_RECORD SET_.
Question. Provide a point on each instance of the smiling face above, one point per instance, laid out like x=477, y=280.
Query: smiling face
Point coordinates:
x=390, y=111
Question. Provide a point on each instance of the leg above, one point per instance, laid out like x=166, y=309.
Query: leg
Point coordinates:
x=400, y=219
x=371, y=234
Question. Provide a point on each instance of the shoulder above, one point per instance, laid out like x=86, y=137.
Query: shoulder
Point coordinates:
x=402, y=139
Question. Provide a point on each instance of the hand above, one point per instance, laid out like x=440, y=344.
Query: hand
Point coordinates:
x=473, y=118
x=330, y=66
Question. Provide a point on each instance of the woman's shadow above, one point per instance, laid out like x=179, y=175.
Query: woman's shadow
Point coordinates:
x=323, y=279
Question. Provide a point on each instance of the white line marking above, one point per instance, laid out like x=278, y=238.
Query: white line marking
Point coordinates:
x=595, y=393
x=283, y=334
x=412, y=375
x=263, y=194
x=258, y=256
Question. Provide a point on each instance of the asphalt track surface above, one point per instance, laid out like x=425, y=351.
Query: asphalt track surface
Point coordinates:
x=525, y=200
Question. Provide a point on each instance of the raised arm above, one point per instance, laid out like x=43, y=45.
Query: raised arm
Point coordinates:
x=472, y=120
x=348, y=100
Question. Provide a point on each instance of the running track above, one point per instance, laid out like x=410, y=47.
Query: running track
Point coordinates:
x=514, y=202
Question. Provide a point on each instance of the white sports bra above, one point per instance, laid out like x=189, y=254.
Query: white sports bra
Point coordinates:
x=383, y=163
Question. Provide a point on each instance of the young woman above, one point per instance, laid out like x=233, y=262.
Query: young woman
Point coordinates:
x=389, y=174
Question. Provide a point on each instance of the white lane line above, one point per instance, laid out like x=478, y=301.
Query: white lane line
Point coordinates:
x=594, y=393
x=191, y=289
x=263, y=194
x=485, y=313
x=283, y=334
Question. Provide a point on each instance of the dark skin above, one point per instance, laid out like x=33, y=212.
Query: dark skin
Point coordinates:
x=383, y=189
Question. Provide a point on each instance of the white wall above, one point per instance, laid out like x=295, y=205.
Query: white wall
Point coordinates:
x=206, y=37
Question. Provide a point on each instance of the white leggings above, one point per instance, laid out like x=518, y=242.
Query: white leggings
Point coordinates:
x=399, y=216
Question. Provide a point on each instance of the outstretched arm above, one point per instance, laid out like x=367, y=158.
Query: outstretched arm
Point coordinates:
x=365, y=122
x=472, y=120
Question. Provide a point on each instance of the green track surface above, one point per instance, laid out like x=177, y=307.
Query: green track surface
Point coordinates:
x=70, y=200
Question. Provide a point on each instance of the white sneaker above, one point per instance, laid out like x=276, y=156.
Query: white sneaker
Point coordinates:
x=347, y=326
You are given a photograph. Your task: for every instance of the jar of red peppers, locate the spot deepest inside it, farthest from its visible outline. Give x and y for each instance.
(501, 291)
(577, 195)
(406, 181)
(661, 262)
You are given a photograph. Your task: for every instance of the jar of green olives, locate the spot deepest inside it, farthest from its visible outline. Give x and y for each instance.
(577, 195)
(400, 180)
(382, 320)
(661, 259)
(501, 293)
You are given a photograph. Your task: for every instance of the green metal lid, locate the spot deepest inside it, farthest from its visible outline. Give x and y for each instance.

_WHAT TO DO_. Reproduce the stretch of items above, from the start through the line containing "x=323, y=279", keeping the requests and scaling every coordinate in the answers by 2, rounded to whole numbers with halves going up. Leave the numbers in the requests and their format samples unchanged.

_TASK SOLUTION_.
Question. Provide a point on each instance of the smiling face above, one point per instance, laid out like x=477, y=280.
Query: smiling face
Point coordinates:
x=780, y=222
Question. Provide a point on each instance of the leg above, one point per instance, laid out like x=166, y=309.
Query: leg
Point coordinates:
x=800, y=438
x=742, y=468
Question. Provide a point on each instance of the shoulder above, one point per instance, laid out like x=86, y=137.
Query: shoulder
Point coordinates:
x=804, y=278
Question. Provide a point on each instance of the hand above, one point per instance, laid out like x=440, y=344.
Query: hand
Point coordinates:
x=946, y=236
x=660, y=132
Question. Provide a point on each instance of the woman's shadow above, one point per instance, laid out like x=179, y=175.
Query: woman's shadow
Point coordinates:
x=646, y=558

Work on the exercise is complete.